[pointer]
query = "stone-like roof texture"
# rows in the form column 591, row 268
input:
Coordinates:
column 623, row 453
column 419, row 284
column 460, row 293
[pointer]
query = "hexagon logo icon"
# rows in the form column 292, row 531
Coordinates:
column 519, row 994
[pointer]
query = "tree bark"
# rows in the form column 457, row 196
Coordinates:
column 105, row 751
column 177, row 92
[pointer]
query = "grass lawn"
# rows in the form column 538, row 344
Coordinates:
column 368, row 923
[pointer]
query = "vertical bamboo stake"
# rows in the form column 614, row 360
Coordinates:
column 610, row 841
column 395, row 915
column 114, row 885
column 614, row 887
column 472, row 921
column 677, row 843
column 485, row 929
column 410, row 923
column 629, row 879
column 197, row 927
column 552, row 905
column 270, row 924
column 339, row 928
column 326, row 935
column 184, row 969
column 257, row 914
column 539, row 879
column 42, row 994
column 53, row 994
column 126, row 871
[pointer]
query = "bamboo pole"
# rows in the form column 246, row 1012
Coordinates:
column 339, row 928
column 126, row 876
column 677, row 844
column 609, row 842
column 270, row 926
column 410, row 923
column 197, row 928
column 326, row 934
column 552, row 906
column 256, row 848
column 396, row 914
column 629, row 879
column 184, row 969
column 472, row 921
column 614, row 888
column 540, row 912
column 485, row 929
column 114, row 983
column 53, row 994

-- -- --

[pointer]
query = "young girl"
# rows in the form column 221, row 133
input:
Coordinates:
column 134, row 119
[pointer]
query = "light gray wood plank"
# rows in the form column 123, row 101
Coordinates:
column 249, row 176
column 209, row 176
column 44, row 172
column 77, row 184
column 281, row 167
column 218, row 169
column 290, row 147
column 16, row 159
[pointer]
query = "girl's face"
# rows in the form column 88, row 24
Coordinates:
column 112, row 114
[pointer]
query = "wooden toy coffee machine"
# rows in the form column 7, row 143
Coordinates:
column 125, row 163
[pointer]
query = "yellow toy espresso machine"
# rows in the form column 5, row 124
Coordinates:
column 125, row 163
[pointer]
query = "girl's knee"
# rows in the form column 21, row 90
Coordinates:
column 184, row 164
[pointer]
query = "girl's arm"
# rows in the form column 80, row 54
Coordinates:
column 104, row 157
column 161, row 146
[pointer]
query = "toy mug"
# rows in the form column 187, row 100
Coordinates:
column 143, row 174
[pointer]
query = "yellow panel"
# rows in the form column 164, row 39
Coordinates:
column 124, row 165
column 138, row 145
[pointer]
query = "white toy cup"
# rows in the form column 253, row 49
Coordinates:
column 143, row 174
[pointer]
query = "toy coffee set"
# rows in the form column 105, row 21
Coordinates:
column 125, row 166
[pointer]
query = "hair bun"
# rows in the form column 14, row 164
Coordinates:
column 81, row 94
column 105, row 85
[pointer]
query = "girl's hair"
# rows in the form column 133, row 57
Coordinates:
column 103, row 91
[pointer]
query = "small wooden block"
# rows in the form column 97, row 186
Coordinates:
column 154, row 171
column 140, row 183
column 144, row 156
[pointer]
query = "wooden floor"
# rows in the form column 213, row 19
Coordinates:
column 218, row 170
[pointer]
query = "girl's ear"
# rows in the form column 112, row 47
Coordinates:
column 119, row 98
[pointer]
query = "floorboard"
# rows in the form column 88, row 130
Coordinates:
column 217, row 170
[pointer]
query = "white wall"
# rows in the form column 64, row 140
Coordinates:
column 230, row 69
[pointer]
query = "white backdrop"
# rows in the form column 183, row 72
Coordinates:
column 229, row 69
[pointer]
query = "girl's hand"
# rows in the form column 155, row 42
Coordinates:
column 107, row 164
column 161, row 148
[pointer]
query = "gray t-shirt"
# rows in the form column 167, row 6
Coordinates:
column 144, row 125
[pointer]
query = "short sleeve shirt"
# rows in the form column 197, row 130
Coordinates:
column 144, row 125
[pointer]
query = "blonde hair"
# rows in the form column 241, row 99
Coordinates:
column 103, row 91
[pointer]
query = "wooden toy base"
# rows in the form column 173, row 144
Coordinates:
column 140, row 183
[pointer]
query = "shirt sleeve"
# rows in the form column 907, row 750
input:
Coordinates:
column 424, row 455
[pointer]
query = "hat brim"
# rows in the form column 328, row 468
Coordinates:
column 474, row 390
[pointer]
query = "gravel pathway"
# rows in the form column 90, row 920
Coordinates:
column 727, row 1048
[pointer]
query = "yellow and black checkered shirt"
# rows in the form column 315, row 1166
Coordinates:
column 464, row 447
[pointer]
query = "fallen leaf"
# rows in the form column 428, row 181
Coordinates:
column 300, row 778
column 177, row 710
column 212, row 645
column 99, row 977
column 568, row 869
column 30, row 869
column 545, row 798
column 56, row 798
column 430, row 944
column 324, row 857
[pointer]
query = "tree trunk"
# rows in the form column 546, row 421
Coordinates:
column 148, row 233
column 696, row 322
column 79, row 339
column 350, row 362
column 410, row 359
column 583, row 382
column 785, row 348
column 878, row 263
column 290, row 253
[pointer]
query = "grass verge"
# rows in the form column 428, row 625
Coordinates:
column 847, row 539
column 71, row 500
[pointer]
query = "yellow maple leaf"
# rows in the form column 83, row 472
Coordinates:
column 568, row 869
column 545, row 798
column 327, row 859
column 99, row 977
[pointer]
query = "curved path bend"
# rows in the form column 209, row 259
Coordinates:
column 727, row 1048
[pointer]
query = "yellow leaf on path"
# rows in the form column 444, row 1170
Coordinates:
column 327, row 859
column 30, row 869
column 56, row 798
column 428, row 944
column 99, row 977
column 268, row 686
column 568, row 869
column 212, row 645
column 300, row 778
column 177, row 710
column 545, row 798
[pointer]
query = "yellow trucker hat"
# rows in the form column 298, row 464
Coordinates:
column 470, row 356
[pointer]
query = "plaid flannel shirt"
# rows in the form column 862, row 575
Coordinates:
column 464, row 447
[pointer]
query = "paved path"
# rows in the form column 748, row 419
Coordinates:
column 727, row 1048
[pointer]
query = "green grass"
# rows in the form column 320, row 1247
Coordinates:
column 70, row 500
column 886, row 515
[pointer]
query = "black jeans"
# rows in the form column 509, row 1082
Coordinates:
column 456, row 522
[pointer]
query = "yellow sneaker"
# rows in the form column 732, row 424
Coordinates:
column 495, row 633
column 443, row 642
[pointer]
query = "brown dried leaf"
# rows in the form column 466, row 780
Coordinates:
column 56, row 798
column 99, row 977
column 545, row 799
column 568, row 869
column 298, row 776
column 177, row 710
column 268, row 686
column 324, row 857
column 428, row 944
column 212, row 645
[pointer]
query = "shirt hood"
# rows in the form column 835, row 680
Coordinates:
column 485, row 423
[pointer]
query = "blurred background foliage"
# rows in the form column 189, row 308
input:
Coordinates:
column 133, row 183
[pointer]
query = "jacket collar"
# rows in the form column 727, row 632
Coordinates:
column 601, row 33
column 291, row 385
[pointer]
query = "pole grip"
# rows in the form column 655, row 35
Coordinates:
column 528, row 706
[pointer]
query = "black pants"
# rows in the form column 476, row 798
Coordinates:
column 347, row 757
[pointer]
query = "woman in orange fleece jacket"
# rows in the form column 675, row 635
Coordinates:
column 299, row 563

-- -- --

#### Task directions:
List every line in the records that contains the word "gray".

#### Result below:
query = "light gray wood plank"
query = "gray t-shirt"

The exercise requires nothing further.